#### [WORK TASK 1]
In the AVR acquisition passage, over how many years are Trademarks and technology amortized?
#### [WORK TASK 2]
Update the part of the AVR acquisition passage that opens with the words containing "For income tax" and closes with "is 15 years.", changing "book purposes" to "financial reporting purposes".

#### [READING TEXT]
● ● ● ● ●

The Company identified Trademarks and technology and Customer relationships as finite-lived intangible assets acquired as part of the AVR acquisition. Both of these assets were valued based on the projected net present value of future cash flows to be generated from these assets. Goodwill represents both expected synergies and intangible assets that do not qualify for separate recognition and equals the excess of purchase price over the value of the identifiable tangible and intangible assets acquired. The net tangible assets acquired consist primarily of inventory of approximately $3.4 million, accounts receivable of $0.6 million, prepaid expenses and other currents assets of $0.7 million and property and equipment of $0.3 million. The fair value of inventory was determined based on its net realizable value which was adjusted to include all net costs allocable to the manufacturing effort.
For income tax purposes, the Company will be able to deduct the goodwill and other intangible assets resulting from the acquisition ratably over 15 years. Goodwill will not be amortized for book purposes but will be subject to impairment testing. Other intangible assets are being amortized straight-line over their estimated useful lives, which for Trademarks and technology is 30 years and for Customer relationships is 15 years.

● ● ● ● ●

#### [DATA LISTING]
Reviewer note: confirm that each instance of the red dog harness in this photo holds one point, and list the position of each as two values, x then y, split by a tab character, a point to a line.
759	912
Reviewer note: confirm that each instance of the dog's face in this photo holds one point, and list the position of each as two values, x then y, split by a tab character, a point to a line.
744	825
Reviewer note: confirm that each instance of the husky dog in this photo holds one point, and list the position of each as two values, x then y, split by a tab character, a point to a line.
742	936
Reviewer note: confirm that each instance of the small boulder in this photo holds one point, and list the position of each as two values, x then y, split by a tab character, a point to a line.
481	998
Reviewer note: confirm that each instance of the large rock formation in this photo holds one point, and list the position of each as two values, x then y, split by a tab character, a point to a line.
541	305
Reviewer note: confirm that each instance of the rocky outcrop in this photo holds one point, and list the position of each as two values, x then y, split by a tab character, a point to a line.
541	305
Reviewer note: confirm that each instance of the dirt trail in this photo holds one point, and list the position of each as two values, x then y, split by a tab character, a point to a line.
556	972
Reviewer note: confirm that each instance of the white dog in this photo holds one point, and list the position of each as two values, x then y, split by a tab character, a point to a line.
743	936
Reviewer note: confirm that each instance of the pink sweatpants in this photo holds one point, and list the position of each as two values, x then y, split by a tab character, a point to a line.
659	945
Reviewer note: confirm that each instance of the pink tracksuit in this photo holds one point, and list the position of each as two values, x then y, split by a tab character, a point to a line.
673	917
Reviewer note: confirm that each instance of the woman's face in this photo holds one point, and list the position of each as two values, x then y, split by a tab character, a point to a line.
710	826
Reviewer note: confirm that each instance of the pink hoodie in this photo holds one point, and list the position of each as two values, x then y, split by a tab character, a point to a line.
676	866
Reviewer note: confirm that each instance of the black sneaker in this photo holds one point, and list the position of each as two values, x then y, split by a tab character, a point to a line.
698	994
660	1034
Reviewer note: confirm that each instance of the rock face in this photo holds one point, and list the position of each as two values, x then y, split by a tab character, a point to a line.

● ● ● ● ●

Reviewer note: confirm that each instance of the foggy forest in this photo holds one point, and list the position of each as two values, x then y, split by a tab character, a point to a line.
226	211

● ● ● ● ●

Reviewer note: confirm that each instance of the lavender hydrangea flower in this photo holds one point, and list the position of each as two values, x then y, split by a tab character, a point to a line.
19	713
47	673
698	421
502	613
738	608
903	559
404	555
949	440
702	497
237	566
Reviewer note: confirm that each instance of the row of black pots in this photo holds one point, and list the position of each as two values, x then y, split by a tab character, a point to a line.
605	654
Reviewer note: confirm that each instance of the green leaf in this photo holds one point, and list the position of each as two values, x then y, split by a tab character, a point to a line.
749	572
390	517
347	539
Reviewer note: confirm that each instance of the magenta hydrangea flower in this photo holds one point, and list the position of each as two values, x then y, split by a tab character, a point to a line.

● ● ● ● ●

#### [TASK OUTPUT 1]
30 years

#### [TASK OUTPUT 2]
For income tax purposes, the Company will be able to deduct the goodwill and other intangible assets resulting from the acquisition ratably over 15 years. Goodwill will not be amortized for financial reporting purposes but will be subject to impairment testing. Other intangible assets are being amortized straight-line over their estimated useful lives, which for Trademarks and technology is 30 years and for Customer relationships is 15 years.